Can you reproduce all of the records below word for word?
--
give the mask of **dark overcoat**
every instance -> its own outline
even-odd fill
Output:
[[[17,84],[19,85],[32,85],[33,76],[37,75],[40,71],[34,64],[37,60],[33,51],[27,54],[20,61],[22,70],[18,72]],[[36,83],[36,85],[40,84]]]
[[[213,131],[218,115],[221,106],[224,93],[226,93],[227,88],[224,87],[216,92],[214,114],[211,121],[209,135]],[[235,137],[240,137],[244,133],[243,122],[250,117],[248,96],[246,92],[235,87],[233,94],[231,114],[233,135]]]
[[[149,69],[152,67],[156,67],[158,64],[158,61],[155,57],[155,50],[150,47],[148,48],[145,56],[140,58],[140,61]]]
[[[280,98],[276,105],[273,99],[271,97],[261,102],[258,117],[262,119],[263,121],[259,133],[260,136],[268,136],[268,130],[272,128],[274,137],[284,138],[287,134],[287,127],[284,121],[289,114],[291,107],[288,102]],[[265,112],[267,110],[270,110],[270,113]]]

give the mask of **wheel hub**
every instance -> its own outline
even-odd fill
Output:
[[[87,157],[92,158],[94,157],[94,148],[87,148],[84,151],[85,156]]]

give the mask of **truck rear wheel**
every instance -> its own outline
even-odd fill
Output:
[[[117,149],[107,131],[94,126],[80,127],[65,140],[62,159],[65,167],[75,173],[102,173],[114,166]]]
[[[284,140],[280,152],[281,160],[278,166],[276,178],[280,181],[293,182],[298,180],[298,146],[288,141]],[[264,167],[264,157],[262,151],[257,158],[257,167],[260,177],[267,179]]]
--
Exercise solution ▸
give the mask of **dark overcoat**
every instance -> its own outline
even-odd fill
Output:
[[[17,84],[19,85],[32,85],[33,76],[37,75],[40,71],[34,64],[37,60],[33,51],[27,54],[20,61],[22,70],[18,72]],[[36,83],[36,85],[40,84]]]
[[[213,131],[218,115],[221,106],[224,93],[226,93],[227,88],[224,87],[216,92],[214,114],[211,121],[209,135]],[[235,137],[240,137],[244,133],[243,122],[250,117],[248,96],[246,92],[235,87],[233,94],[231,114],[233,135]]]
[[[149,69],[152,67],[156,67],[158,64],[158,61],[155,57],[155,50],[150,47],[148,48],[145,56],[140,58],[140,61]]]
[[[280,98],[276,105],[273,99],[271,97],[261,102],[258,117],[262,119],[263,121],[259,133],[260,136],[268,136],[268,130],[272,128],[274,137],[284,138],[287,134],[287,127],[284,121],[289,114],[291,107],[288,102]],[[265,112],[267,110],[270,110],[270,113]]]

give the mask of **wheel hub**
every instance -> its own outline
even-odd fill
Output:
[[[87,157],[92,158],[94,157],[94,148],[87,148],[84,151],[85,156]]]

give the mask of **truck rear wheel**
every instance -> its own outline
even-odd fill
Output:
[[[117,149],[107,131],[94,126],[80,127],[65,140],[62,159],[65,167],[75,173],[102,173],[114,166]]]
[[[284,140],[280,152],[281,160],[278,166],[276,178],[280,181],[293,182],[298,180],[298,146],[288,141]],[[264,167],[264,157],[262,151],[257,158],[257,167],[260,177],[267,179]]]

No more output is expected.